La veggente antenata di Elisa

Don Giuseppe – un prevosto

L’Alfieri – padre di Bianca

Madonna Alfieri – madre di Bianca

Cleto – proprietario della locanda (alle Pole)

I marchesi Ruspotti – possidenti urbinati

Eugenio Ruspotti – primogenito della famiglia Ruspotti

Battista – domestico di casa Alfieri

La moglie di Cleto il locandiere

Il garzone di Cleto

Un dottore


In merito alla tragedia che riemerge dalla narrazione dopo oltre un secolo, la cronaca del tempo aveva dato ampio spazio. Ne riportiamo alcune testimonianze relativamente recenti: 

( 1 ) Carlo Arseni – Immagine di Cagli – Calosci, Cortona, 1989 – pag. 289 e segg.

Cosa era accaduto in casa Bufalini? Ce lo dice il Giornale d'ltalia (4 Dicembre 1903): «Elisabetta Bufalini di anni 18, figlia del Sindaco di questa città, da tempo amoreggiava con Benedetto Ragni, di anni 22, scalpellino. I genitori della ragazza, a causa delle dispari condizioni finanziarie dei due innamorati, opponevano recisamente che i due giovani raggiungessero l'aspirazione dei loro cuori. E fu tale opposizione che li determinò a troncare con la morte una esistenza per loro divenuta intollerabile». La cronaca prosegue dicendo che i due la sera precedente avevano raggiunto a piedi il paese di Pole e lì in una stanza avvenne la tragedia: la ragazza tirò vari colpi di revolver sul fidanzato e poi colpì se stessa varie volte. Tutto questo dopo che il Ragni aveva visto dalla finestra della camera l'arrivo dello zio della ragazza, il quale sentite le detonazioni, accorse e trovò la nipote morta e il Ragni mortalmente ferito. La morte dei due giovani, così inaspettata e violenta fu causa di profonda commozione in tutta la città.

*SEZIONE DATI*
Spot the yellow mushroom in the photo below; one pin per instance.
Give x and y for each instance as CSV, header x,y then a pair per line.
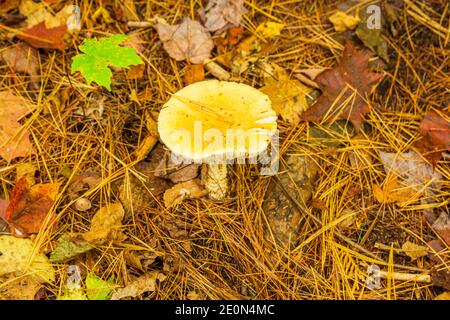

*PROBLEMA ENUNCIATO 1*
Riporta per favore il passo del blocco di testo compreso tra "La moglie di" e "289 e segg.", estremi inclusi.
*PROBLEMA ENUNCIATO 2*
Nel blocco di testo, che mestiere faceva Benedetto Ragni?

*RISPOSTA CORRETTA 1*
La moglie di Cleto il locandiere

Il garzone di Cleto

Un dottore


In merito alla tragedia che riemerge dalla narrazione dopo oltre un secolo, la cronaca del tempo aveva dato ampio spazio. Ne riportiamo alcune testimonianze relativamente recenti: 

( 1 ) Carlo Arseni – Immagine di Cagli – Calosci, Cortona, 1989 – pag. 289 e segg.

*RISPOSTA CORRETTA 2*
Era scalpellino.